**PROBLEM TO WORK ON**: Whatever the records say, give every one of them again exactly.

**Stored entries**:
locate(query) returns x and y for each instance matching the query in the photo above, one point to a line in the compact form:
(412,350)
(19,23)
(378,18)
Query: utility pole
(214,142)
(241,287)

**TASK OUTPUT**:
locate(query) returns x and y for each instance matching the query in the photo above, one point to a line in the compact form:
(412,350)
(19,23)
(378,18)
Query: utility pole
(214,142)
(241,287)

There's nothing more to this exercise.